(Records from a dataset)

Begin

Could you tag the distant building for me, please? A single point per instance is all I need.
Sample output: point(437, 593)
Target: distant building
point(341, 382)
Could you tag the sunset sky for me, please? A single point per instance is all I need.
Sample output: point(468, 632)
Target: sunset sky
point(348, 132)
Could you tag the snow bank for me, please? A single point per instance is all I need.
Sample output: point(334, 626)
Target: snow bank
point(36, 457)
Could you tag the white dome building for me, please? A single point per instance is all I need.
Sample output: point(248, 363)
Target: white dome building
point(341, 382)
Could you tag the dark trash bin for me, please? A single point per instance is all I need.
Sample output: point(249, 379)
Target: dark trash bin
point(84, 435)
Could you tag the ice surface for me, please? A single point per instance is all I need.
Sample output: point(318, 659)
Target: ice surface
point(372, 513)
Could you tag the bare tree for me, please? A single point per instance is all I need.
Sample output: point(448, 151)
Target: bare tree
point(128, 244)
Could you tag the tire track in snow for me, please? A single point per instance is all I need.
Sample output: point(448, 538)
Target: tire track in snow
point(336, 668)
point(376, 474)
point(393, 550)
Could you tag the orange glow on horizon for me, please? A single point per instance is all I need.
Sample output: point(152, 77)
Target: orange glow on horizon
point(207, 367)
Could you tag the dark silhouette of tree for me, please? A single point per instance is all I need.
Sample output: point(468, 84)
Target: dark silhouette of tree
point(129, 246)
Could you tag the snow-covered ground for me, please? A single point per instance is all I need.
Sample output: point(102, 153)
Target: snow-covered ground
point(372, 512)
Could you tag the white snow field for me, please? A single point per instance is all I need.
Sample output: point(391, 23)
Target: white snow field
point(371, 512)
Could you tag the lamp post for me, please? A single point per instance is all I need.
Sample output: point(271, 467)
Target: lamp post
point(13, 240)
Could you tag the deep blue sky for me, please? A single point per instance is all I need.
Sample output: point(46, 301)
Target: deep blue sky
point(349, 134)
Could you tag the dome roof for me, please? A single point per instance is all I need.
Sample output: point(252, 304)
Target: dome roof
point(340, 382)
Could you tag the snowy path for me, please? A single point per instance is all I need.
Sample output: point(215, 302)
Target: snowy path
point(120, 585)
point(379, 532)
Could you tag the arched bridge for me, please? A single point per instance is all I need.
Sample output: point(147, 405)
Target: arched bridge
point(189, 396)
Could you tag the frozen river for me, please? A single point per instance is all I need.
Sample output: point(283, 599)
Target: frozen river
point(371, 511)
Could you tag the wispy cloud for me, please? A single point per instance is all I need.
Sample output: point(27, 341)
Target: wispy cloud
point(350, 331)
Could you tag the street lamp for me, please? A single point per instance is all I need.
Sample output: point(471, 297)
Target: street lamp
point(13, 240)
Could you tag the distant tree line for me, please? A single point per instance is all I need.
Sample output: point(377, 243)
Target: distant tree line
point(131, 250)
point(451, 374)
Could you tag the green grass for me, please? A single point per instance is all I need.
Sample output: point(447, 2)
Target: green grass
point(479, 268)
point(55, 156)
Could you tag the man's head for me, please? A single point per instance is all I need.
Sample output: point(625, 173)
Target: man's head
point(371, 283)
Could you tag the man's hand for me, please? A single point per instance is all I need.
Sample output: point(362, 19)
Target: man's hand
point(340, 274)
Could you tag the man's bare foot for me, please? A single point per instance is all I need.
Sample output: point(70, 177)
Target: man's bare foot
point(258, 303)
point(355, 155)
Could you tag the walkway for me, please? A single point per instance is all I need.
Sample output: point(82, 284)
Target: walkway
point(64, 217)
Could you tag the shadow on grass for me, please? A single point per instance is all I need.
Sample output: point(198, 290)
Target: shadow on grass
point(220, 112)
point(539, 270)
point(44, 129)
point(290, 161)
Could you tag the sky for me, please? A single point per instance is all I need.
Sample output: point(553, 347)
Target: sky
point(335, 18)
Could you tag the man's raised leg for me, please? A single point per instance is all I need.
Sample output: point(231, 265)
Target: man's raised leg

End

# What to produce
Rewrite every line of the data above as a numbered list, leaving out any blank lines.

# Solved exercise
1. Could you tag the distant building for me, please? A single point per instance is all I need.
2. Sample output: point(437, 593)
3. Target: distant building
4. point(341, 382)
5. Could you tag the sunset sky for me, please? A single point per instance is all I need.
6. Sample output: point(468, 632)
7. Target: sunset sky
8. point(348, 132)
9. Could you tag the snow bank for me, please? A single point per instance is all I need.
10. Sample output: point(334, 626)
11. Target: snow bank
12. point(36, 457)
13. Could you tag the white dome building for me, please? A single point per instance is all I need.
14. Sample output: point(248, 363)
15. Target: white dome building
16. point(341, 382)
17. Could you tag the dark trash bin for me, please? A single point per instance is all I need.
18. Sample output: point(249, 379)
19. Target: dark trash bin
20. point(84, 435)
21. Could you tag the ice surface for me, please? A single point per instance is all I need.
22. Sample output: point(318, 659)
23. Target: ice surface
24. point(372, 513)
25. Could you tag the bare tree for me, please? A single point per instance is all I need.
26. Sample output: point(448, 151)
27. Target: bare tree
28. point(128, 244)
29. Could you tag the tire track in snow for me, please? A single point per instance is all I need.
30. Sample output: point(448, 538)
31. Target: tire track in snow
32. point(336, 668)
33. point(376, 474)
34. point(393, 550)
35. Could you tag the orange glow on horizon for me, please? A single point per instance is all I need.
36. Sample output: point(152, 77)
37. Target: orange glow on horizon
38. point(207, 367)
39. Could you tag the dark silhouette of tree for me, please? A single point per instance is all I need.
40. Sample output: point(468, 84)
41. Target: dark silhouette of tree
42. point(129, 246)
43. Could you tag the snow-covered ground for me, please? A single point per instance is all I need.
44. Sample output: point(102, 153)
45. Target: snow-covered ground
46. point(372, 512)
47. Could you tag the white snow field for me, please? A single point per instance is all I need.
48. Sample output: point(391, 23)
49. Target: white snow field
50. point(371, 512)
51. Could you tag the lamp post for me, please? A single point per instance is all I need.
52. Sample output: point(271, 467)
53. Target: lamp post
54. point(13, 240)
55. Could you tag the deep blue sky for me, please? A single point per instance is all I need.
56. Sample output: point(46, 301)
57. Target: deep blue sky
58. point(349, 134)
59. Could you tag the dome roof for me, please? A single point per instance is all I need.
60. Sample output: point(252, 304)
61. Target: dome roof
62. point(340, 382)
63. Could you tag the snowy path for me, please? A single point per instance is all I need.
64. Sample output: point(215, 302)
65. Target: snowy path
66. point(120, 585)
67. point(379, 532)
68. Could you tag the arched bridge for me, please? A single point per instance is all I need.
69. Sample output: point(147, 405)
70. Target: arched bridge
71. point(189, 396)
72. Could you tag the frozen river for me, please? A single point per instance is all I need.
73. Sample output: point(283, 599)
74. Target: frozen river
75. point(371, 511)
76. Could you tag the wispy cloud for me, please? A single point per instance is all I need.
77. Sample output: point(27, 341)
78. Target: wispy cloud
79. point(350, 331)
80. Could you tag the street lamp for me, please? A single point per instance is all I need.
81. Sample output: point(471, 297)
82. Target: street lamp
83. point(13, 240)
84. Could you tag the distant tree line for me, please? A single point per instance is all I need.
85. Sample output: point(377, 243)
86. Target: distant tree line
87. point(131, 250)
88. point(451, 374)
89. Could you tag the green grass for me, please? A single point per instance is all I need.
90. Sample output: point(447, 2)
91. Target: green grass
92. point(479, 268)
93. point(55, 156)
94. Could you tag the man's head for me, please? A single point per instance is all I need.
95. Sample output: point(625, 173)
96. Target: man's head
97. point(371, 283)
98. Could you tag the man's hand for me, please? A single point per instance is all I need.
99. Sample output: point(362, 19)
100. Target: man's hand
101. point(340, 274)
102. Could you tag the man's bare foot for me, please? A single point per instance is all I need.
103. Sample output: point(70, 177)
104. Target: man's bare foot
105. point(258, 303)
106. point(355, 155)
107. Could you tag the walkway for me, please? A single point per instance is all I need.
108. Sample output: point(82, 284)
109. Target: walkway
110. point(64, 217)
111. Could you tag the shadow on grass for me, please? A single point per instance is all I need.
112. Sample output: point(198, 290)
113. Target: shadow on grass
114. point(220, 112)
115. point(539, 270)
116. point(44, 129)
117. point(290, 161)
118. Could you tag the sky for me, please? A single point per instance is all I need.
119. Sample output: point(553, 347)
120. Target: sky
121. point(335, 18)
122. Could you tag the man's raised leg for me, please? A single point per instance is all I need.
123. Sample output: point(231, 265)
124. Target: man's raised leg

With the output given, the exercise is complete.